SOURCE TEXT ->
The Semovente L40 da 47/32 was an Italian self-propelled gun built during World War II.
==Design and history==
The Semovente da 47/32 was created by mounting a Cannone da 47/32 anti-tank gun in an open-topped, box-like superstructure on a L6/40 light tank chassis. Some were built as command tanks with a radio installed instead of the main gun. An 8 mm machine gun disguised as the 47 mm main gun was used on these versions to make them look like a regular Semovente 47/32s. About 400 Semoventi da 47/32 were built from 1941 onward. The Semovente da 47/32 was the most heavily armed Italian armoured fighting vehicle used on the Eastern Front.

While the 47 mm gun was adequate for 1941, by the time the Semovente reached the field it was already outdated and ineffective against enemy medium tanks, and therefore the vehicle was not particularly successful.

After the Italian armistice in September 1943, the German Army took all Semovente 47/32s they could get hold of for their own use. The German designation was StuG L6 mit 47/32 630(i). Some of these were provided to Germany's Croatian puppet state and the Slovene Home Guard.

WORK TO BE COMPLETED -> Reproduce the stretch from "The Semovente L40" through "not particularly successful." in the Semovente text word for word.

DATA PROVIDED ->
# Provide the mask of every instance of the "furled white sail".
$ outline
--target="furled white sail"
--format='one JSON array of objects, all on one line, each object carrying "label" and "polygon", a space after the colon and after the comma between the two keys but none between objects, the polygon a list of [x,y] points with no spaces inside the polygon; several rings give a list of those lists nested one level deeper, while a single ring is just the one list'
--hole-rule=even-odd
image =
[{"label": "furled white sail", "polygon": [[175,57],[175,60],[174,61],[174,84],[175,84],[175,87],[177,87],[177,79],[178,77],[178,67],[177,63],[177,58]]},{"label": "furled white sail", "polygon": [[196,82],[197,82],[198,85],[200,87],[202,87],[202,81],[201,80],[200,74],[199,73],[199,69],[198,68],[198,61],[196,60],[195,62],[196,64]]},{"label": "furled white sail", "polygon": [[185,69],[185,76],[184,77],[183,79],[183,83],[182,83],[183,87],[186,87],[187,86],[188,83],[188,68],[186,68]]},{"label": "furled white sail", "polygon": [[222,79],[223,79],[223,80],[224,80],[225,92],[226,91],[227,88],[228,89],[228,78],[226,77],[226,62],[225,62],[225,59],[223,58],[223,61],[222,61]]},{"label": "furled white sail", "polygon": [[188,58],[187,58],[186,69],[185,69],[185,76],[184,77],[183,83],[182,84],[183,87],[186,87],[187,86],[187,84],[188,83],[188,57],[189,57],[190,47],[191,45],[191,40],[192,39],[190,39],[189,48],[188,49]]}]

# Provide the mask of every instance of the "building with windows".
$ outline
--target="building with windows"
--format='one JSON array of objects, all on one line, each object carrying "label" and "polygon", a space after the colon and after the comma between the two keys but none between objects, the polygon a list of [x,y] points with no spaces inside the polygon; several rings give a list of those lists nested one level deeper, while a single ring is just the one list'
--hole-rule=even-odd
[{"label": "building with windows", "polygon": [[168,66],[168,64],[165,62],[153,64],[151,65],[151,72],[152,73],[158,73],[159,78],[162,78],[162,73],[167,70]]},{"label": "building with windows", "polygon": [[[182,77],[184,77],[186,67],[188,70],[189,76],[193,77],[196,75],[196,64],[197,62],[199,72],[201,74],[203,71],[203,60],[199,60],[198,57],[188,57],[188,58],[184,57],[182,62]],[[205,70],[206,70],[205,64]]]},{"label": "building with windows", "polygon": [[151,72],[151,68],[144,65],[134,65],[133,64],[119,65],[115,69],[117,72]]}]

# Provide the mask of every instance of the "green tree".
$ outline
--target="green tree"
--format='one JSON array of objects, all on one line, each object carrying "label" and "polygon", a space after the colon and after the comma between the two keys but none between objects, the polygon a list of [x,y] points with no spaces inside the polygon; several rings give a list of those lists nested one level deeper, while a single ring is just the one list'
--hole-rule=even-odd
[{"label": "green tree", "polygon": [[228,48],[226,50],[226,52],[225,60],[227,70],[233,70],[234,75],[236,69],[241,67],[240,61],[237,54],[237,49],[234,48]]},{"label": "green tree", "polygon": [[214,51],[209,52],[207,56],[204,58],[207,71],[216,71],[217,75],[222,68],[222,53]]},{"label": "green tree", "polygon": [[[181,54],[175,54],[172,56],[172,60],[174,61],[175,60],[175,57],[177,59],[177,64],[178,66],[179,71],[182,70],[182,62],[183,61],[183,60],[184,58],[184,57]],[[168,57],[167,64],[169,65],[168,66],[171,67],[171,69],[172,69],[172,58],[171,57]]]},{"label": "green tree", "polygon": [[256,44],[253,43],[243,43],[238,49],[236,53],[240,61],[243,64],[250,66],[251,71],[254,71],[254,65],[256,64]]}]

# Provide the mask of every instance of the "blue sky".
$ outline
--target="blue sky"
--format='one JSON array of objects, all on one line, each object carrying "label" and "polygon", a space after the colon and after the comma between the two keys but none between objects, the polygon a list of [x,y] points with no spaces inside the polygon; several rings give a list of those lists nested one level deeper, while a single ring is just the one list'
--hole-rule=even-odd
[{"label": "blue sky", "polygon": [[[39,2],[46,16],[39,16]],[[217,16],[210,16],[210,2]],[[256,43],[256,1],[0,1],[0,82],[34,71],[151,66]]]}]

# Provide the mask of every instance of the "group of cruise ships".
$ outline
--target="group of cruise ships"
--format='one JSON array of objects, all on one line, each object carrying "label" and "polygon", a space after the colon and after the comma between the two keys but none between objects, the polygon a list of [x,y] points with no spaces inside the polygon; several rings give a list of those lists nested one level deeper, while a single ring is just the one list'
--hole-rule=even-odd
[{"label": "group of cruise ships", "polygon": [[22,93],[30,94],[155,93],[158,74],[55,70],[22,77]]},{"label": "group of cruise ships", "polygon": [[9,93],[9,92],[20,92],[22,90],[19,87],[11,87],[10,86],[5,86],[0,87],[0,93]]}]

* * *

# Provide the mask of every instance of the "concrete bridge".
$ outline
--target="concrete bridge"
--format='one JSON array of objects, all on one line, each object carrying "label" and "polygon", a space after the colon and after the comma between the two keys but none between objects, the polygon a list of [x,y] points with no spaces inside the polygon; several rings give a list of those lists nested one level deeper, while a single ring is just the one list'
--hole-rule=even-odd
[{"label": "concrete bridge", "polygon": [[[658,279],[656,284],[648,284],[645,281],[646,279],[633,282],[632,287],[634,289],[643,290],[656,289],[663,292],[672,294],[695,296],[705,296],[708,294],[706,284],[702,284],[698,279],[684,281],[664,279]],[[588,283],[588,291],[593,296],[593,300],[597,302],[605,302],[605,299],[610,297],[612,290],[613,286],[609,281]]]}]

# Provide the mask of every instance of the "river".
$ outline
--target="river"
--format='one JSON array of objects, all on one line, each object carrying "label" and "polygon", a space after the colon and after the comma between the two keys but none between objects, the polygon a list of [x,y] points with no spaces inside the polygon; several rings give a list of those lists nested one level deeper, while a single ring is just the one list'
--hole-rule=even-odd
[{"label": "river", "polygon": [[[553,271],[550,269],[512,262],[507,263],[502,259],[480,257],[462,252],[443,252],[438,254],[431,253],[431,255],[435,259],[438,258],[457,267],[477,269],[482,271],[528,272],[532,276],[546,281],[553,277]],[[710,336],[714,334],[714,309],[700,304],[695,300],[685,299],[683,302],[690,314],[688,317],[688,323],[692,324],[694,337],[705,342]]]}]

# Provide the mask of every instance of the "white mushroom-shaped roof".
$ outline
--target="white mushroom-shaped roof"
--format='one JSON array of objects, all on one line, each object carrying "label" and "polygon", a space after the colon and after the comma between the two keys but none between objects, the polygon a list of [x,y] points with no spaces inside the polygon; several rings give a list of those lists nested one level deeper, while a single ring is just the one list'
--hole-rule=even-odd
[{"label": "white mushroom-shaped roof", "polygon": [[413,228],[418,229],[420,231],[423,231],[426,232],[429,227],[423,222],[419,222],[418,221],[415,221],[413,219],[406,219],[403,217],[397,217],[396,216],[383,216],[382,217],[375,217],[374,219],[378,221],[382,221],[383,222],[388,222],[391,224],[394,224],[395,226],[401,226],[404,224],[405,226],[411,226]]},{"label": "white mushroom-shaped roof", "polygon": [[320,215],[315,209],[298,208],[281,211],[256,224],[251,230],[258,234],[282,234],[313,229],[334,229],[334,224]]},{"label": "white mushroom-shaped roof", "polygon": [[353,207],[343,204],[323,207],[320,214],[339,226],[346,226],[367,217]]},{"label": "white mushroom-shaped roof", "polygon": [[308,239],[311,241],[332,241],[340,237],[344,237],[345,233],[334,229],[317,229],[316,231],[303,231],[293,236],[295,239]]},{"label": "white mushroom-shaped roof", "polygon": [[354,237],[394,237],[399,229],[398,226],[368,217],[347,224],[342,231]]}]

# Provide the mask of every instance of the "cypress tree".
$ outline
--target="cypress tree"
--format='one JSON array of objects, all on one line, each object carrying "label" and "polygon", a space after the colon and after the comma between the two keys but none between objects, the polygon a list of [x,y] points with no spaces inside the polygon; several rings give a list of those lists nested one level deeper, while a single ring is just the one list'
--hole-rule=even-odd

RESULT BELOW ->
The Semovente L40 da 47/32 was an Italian self-propelled gun built during World War II.
==Design and history==
The Semovente da 47/32 was created by mounting a Cannone da 47/32 anti-tank gun in an open-topped, box-like superstructure on a L6/40 light tank chassis. Some were built as command tanks with a radio installed instead of the main gun. An 8 mm machine gun disguised as the 47 mm main gun was used on these versions to make them look like a regular Semovente 47/32s. About 400 Semoventi da 47/32 were built from 1941 onward. The Semovente da 47/32 was the most heavily armed Italian armoured fighting vehicle used on the Eastern Front.

While the 47 mm gun was adequate for 1941, by the time the Semovente reached the field it was already outdated and ineffective against enemy medium tanks, and therefore the vehicle was not particularly successful.